— Task statement —
Here is the task for the records below: repeat exactly the lines from the one with "Segment the sheet" to the one with "Segment the blurred", both included, and nothing else.

— Information —
━━━━━━
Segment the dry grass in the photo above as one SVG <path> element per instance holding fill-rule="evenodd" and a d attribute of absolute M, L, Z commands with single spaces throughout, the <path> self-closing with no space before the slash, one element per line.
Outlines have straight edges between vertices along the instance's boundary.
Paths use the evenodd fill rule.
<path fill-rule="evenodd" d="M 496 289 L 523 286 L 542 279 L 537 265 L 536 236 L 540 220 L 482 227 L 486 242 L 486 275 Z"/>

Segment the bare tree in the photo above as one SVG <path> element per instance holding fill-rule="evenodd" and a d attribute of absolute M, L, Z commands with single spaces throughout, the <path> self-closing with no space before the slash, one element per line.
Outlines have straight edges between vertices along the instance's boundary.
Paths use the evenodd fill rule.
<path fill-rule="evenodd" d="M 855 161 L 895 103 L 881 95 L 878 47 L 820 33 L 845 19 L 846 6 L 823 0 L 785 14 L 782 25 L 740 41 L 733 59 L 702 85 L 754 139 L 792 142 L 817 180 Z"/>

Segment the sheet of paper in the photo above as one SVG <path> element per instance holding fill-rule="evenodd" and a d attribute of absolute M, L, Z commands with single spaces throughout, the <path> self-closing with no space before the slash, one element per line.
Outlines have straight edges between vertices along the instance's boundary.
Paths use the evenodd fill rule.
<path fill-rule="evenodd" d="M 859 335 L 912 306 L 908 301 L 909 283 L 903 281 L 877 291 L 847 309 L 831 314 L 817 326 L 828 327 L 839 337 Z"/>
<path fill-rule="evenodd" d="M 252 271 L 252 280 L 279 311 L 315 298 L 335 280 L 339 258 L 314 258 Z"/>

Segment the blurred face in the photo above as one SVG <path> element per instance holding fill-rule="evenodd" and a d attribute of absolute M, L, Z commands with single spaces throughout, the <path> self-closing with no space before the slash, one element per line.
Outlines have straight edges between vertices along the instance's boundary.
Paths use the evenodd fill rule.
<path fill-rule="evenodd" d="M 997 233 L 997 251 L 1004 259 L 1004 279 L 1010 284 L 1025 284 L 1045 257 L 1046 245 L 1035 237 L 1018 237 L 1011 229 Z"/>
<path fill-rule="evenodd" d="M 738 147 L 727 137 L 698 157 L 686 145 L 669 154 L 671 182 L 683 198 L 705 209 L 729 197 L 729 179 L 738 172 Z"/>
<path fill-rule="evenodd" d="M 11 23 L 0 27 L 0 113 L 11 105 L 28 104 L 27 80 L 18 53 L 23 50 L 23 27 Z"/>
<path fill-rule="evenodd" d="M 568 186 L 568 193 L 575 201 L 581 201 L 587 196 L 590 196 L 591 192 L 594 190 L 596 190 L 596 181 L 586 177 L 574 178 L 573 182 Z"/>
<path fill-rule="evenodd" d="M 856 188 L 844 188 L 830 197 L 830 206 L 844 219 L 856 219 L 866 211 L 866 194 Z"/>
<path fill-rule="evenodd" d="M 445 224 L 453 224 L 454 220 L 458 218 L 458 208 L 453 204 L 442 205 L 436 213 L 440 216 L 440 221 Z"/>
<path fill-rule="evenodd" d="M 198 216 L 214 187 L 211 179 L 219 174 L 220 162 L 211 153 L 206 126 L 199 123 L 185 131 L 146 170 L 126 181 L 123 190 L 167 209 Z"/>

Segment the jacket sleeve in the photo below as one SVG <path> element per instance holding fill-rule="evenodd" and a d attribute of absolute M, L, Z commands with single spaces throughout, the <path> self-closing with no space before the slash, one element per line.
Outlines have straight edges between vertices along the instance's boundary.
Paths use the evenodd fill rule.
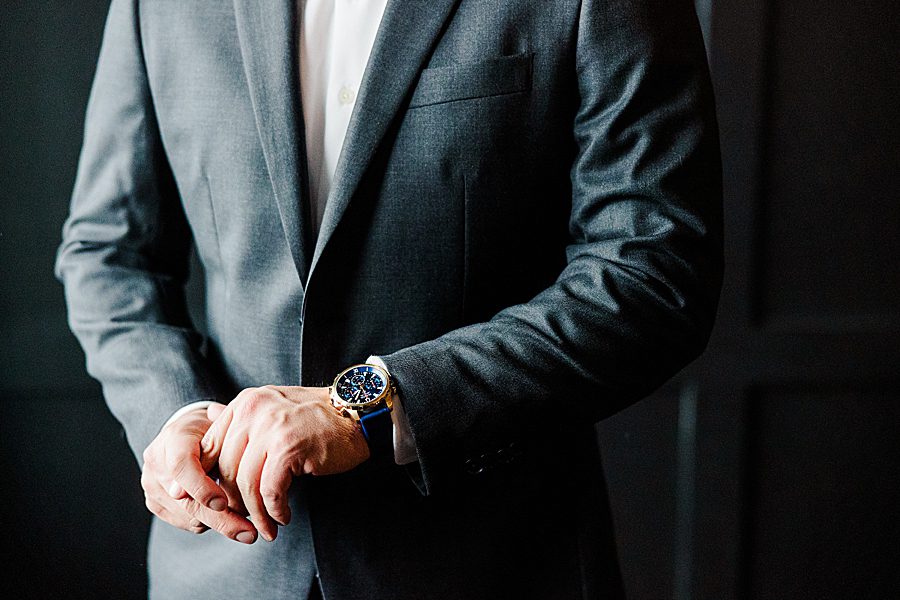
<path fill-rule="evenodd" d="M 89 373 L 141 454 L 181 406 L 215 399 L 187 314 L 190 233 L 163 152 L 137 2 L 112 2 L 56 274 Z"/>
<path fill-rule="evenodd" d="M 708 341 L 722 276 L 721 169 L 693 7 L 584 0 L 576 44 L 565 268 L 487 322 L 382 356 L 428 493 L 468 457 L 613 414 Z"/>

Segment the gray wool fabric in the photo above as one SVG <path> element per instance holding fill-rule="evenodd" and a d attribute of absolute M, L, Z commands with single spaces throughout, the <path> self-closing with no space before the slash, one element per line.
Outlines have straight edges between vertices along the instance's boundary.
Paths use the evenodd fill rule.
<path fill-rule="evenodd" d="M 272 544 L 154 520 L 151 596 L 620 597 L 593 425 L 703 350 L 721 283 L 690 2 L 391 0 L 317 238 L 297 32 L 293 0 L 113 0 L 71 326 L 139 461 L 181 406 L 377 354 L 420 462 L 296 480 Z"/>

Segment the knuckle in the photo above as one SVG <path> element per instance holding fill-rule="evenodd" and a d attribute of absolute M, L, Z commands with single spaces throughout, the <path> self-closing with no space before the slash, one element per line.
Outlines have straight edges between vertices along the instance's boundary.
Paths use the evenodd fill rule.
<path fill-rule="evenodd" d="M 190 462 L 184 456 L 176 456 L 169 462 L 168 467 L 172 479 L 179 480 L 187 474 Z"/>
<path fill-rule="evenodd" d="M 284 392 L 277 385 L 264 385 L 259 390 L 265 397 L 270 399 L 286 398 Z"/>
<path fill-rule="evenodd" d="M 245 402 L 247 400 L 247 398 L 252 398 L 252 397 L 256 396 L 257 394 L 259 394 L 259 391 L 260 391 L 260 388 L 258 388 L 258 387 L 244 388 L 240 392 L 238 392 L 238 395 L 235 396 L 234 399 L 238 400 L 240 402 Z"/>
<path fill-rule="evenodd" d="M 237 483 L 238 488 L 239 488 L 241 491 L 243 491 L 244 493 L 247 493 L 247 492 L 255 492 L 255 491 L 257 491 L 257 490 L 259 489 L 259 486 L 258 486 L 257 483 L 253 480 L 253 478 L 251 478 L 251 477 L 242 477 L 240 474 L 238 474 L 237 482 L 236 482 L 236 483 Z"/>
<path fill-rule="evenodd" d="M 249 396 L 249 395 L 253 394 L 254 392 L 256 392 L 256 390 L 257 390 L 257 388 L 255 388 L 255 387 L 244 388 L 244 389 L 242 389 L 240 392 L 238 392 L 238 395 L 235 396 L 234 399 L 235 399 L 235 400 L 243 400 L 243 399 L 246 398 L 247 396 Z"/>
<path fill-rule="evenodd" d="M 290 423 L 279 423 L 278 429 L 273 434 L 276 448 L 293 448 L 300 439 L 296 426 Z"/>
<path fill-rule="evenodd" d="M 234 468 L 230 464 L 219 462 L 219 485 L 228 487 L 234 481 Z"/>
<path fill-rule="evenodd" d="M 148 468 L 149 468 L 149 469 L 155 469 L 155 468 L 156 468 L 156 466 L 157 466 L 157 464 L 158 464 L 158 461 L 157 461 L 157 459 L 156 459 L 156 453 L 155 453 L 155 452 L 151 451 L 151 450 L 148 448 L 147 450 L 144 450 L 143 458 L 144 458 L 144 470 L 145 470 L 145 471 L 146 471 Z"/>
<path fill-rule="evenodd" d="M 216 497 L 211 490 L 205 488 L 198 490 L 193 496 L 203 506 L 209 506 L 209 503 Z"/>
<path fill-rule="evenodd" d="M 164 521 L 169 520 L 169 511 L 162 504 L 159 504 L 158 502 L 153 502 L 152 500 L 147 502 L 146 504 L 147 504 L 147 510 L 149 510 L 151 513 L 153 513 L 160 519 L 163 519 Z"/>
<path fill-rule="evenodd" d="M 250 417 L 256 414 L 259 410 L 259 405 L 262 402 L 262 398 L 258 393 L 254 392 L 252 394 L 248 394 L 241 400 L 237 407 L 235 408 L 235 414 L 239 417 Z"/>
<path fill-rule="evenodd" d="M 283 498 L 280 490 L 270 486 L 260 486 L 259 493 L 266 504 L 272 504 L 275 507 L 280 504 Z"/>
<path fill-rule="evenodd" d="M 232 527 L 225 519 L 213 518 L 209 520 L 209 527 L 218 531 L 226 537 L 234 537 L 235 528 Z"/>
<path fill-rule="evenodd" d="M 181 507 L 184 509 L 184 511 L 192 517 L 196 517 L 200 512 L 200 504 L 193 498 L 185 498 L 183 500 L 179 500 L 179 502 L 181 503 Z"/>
━━━━━━
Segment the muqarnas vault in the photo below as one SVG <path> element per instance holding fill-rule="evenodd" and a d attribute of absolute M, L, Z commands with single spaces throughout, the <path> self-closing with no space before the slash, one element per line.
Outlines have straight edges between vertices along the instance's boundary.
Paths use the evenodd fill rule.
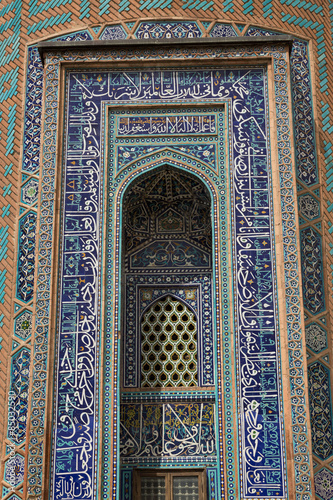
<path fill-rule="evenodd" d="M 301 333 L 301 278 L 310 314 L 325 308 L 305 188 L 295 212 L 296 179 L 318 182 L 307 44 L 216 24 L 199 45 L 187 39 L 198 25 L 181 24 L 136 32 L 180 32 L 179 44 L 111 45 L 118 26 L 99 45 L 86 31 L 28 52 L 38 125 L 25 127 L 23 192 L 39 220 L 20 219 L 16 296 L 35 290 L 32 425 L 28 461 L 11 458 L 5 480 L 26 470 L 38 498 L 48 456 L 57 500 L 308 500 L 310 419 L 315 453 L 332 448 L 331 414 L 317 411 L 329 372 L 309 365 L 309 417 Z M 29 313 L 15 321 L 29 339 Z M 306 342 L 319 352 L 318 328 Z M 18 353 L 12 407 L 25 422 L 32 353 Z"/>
━━━━━━
— Result of this task —
Segment the sheet of paper in the photo above as one SVG <path> element per instance holding fill-rule="evenodd" and a d attribute of absolute M, L, Z commands with single spaces throughout, the <path> self-closing with no space before the slash, one element per line.
Outlines have straight edges between vertices along the instance's boundary.
Paths use the evenodd fill rule.
<path fill-rule="evenodd" d="M 859 335 L 912 306 L 908 301 L 909 283 L 903 281 L 877 291 L 847 309 L 831 314 L 817 326 L 828 327 L 839 337 Z"/>
<path fill-rule="evenodd" d="M 252 271 L 252 280 L 279 311 L 315 298 L 335 280 L 339 258 L 314 258 Z"/>

Segment the blurred face in the photo above as one SVG <path> element per instance holding fill-rule="evenodd" and a d attribute of absolute M, L, Z commands with single spaces throughout, the <path> self-closing with no space before the slash, one element per line.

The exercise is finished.